Below are entries to be transcribed exactly; exclude the pictures from the copy.
----- EXCERPTED DATA
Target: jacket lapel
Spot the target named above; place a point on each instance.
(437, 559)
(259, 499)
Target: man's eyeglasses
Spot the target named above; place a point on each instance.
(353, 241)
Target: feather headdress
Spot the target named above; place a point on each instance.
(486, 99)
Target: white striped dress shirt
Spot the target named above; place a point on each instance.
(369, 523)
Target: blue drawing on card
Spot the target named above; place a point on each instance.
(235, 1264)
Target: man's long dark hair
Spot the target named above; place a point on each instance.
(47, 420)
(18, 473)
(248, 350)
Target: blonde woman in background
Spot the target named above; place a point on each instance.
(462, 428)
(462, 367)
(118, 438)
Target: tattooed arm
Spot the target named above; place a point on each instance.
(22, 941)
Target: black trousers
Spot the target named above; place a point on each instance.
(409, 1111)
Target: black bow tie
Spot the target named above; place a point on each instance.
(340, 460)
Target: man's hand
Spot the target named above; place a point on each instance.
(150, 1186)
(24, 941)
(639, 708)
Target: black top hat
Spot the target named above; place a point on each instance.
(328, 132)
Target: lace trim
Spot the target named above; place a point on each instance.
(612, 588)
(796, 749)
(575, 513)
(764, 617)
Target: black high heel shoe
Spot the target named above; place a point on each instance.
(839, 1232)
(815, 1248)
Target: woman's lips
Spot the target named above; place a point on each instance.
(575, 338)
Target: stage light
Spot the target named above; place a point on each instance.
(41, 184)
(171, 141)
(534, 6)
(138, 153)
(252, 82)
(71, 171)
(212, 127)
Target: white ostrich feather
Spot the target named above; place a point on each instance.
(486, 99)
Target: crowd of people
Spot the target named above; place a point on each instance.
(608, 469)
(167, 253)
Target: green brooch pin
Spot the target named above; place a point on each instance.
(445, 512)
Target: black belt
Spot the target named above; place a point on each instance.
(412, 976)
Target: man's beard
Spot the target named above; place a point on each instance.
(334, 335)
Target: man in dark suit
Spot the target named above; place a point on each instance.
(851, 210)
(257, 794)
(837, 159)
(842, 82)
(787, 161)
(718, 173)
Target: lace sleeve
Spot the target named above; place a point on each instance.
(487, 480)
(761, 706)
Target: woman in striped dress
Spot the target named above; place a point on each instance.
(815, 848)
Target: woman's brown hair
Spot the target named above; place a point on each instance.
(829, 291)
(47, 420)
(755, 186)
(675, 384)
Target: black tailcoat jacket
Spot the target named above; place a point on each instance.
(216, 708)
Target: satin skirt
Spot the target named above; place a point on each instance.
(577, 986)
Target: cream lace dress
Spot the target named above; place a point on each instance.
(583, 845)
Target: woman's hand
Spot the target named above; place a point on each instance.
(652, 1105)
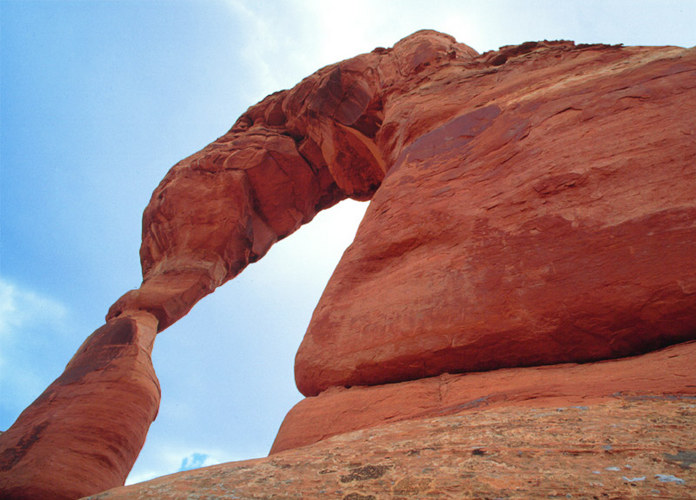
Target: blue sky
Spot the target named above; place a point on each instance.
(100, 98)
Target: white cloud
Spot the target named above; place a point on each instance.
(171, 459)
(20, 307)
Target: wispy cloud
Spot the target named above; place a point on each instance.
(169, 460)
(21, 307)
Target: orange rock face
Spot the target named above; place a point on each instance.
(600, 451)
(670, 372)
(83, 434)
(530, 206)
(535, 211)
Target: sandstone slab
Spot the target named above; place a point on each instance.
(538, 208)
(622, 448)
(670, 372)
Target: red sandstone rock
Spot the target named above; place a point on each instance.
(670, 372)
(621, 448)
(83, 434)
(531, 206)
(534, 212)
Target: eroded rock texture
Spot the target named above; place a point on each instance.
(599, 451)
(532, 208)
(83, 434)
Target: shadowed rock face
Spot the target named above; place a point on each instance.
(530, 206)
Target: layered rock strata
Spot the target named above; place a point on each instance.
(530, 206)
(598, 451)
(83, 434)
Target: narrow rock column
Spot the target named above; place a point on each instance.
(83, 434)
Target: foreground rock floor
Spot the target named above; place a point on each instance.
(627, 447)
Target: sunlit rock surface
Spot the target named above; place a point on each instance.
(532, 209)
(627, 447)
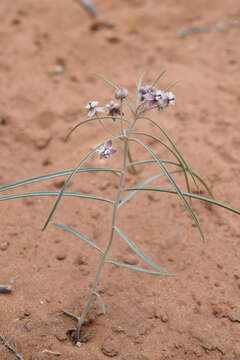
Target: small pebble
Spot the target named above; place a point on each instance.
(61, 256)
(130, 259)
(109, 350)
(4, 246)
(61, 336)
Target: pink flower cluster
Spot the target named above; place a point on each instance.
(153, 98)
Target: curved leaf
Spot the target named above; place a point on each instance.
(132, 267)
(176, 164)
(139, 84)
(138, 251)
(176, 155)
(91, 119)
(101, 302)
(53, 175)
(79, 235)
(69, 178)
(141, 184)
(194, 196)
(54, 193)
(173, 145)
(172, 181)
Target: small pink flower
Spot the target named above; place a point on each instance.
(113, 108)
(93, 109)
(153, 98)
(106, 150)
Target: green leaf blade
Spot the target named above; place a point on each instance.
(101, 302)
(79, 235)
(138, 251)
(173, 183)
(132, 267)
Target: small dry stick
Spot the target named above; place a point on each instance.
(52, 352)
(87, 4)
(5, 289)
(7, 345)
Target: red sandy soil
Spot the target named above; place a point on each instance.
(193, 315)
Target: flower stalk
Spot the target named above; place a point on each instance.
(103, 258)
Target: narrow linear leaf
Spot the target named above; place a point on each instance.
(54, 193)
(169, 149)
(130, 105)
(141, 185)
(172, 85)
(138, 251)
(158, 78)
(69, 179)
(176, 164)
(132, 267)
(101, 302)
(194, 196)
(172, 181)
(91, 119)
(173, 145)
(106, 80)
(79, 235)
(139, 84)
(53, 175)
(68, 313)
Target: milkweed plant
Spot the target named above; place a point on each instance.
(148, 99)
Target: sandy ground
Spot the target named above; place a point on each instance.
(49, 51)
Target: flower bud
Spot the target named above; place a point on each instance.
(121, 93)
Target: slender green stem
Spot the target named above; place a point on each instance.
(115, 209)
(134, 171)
----------
## OUTPUT OF THE EXERCISE:
Target: jacket lapel
Spot the target named above; place a point on each instance.
(437, 559)
(259, 499)
Target: man's eyeglasses
Spot the target named above; place a point on each instance.
(353, 241)
Target: feather headdress
Spot the target named above; place a point on each instance.
(486, 99)
Target: white striped dress shirt
Spot the target named above; place a point on each instance.
(369, 523)
Target: blue drawing on card
Spot the target named above; place a point on each instance.
(235, 1264)
Target: man's long dark hair
Spot the target named above; place a point on each instance.
(47, 420)
(18, 473)
(248, 350)
Target: blonde woman in background
Spot the target named above; place a point on each instance.
(462, 428)
(462, 367)
(118, 438)
Target: tattooed arm
Spot the target named above; place a point on each instance.
(22, 941)
Target: black trousers
Spot the target named above; place a point on each instance.
(409, 1111)
Target: black bow tie
Spot the target named above; place a point on each instance.
(340, 460)
Target: man's hand
Spot the target named above; place a point on each instance.
(150, 1186)
(24, 941)
(639, 708)
Target: black top hat
Spot the target named above; place a point on each instance.
(328, 132)
Target: lace trim
Spot the target named above; place a point on each instance.
(612, 588)
(796, 749)
(575, 513)
(764, 617)
Target: black high heel shoe
Spot the target named above; place a point on each instance.
(839, 1232)
(815, 1248)
Target: woman's lips
Spot the target named above; place a point on each instance.
(575, 338)
Target: stage light
Spot the target named above; place a point on each instance.
(41, 184)
(171, 141)
(534, 6)
(138, 153)
(252, 82)
(71, 171)
(212, 127)
Target: white ostrich feather
Spot the target named above; place a point on each instance.
(486, 99)
Target: crowd of people
Spot the target named above; place a point on each instance.
(608, 469)
(167, 253)
Target: green brooch pin
Spot the target named above; place a point on each instance.
(445, 512)
Target: black belt
Spot the target named above; place a point on each instance.
(412, 976)
Target: man's beard
Spot the target named above; place a point on each instance.
(334, 335)
Target: man in dark suit
Spot the target named above; place a point on each instance.
(851, 210)
(257, 794)
(837, 159)
(842, 82)
(787, 161)
(718, 173)
Target: lace sleeve
Spot the target named above; place a point on each instance.
(487, 480)
(761, 706)
Target: woman in striped dress
Spot the target named above; place a point on each instance.
(815, 848)
Target: woman's brown hair
Spot the target named above; place a point on each instance.
(829, 291)
(47, 420)
(755, 186)
(675, 384)
Target: black tailcoat jacket
Spot the target named above; place a point on each instance.
(216, 708)
Target: satin skirt
Spot the target named above; place a point on each instance.
(577, 986)
Target: cream lace dress
Spot the target named above; place a point on each instance.
(583, 845)
Target: woman's hand
Spot the target named above; place a point on each instance.
(652, 1105)
Target: blue sky
Spot the target named above; place a point on each instance.
(100, 98)
Target: white cloud
Spot the target named above; place a point on each instance.
(171, 459)
(20, 307)
Target: wispy cloud
Spot the target named above; place a point on each instance.
(169, 460)
(21, 307)
Target: orange rock face
Spot the target named above; place a point on each instance.
(600, 451)
(670, 372)
(83, 434)
(530, 206)
(535, 211)
Target: sandstone slab
Spot the target named above; place a point on each instance.
(538, 208)
(622, 448)
(670, 372)
Target: red sandstone rock
Spot the target named above; place a point on each instance.
(670, 372)
(621, 448)
(83, 434)
(531, 206)
(534, 212)
Target: eroded rock texture
Spot the target named above; place a point on each instance.
(599, 451)
(532, 208)
(83, 434)
Target: shadowed rock face
Spot the target named above; place a point on each instance.
(530, 206)
Target: layered rock strata
Spot the target named above; place a point on each instance.
(530, 206)
(598, 451)
(83, 434)
Target: narrow rock column
Spot the target named above; place a point on each instance.
(83, 434)
Target: foreground rock floor
Spot the target named above; place a point on each instance.
(627, 447)
Target: sunlit rock surface
Spot the target named above; place a point on each instance.
(532, 209)
(627, 447)
Target: small pebble
Spot the target named above; place a point on each instance.
(61, 256)
(130, 259)
(109, 350)
(4, 246)
(61, 336)
Target: pink flower cluster
Spot the target named above; place a point on each instance.
(153, 98)
Target: curved leaf
Spot the target named above; place a point on each instance.
(132, 267)
(176, 164)
(139, 84)
(138, 251)
(176, 155)
(91, 119)
(101, 302)
(53, 175)
(79, 235)
(69, 178)
(141, 184)
(194, 196)
(54, 193)
(173, 145)
(172, 181)
Target: small pink flower
Spot the target named above; place a point on each instance.
(113, 108)
(93, 109)
(153, 98)
(106, 150)
Target: green leaf blade
Spot the target named above; place a point on each instance.
(101, 302)
(79, 235)
(138, 251)
(173, 183)
(132, 267)
Target: small dry stick
Spot the target named above; place a point on each instance.
(52, 352)
(87, 4)
(5, 289)
(7, 345)
Target: red sandy soil
Spot the target named above; place a point on each instance.
(193, 315)
Target: flower stalk
Spot the target named above; place a point on each instance.
(103, 258)
Target: narrow linear leaf
Spot the target named above; place a point on each instance.
(54, 193)
(169, 149)
(130, 105)
(141, 185)
(172, 85)
(138, 251)
(158, 78)
(69, 179)
(176, 164)
(132, 267)
(101, 302)
(194, 196)
(172, 181)
(91, 119)
(173, 145)
(106, 80)
(79, 235)
(139, 84)
(53, 175)
(68, 313)
Target: milkweed plant
Spot the target named above; place a point on each instance.
(148, 99)
Target: sandy ground
Spot the target named above; place a point on each instance.
(49, 51)
Target: flower bud
Spot the target named above; place a point on each instance.
(121, 93)
Target: slender green stem
Spot the target named above; place a point on each instance.
(115, 209)
(134, 171)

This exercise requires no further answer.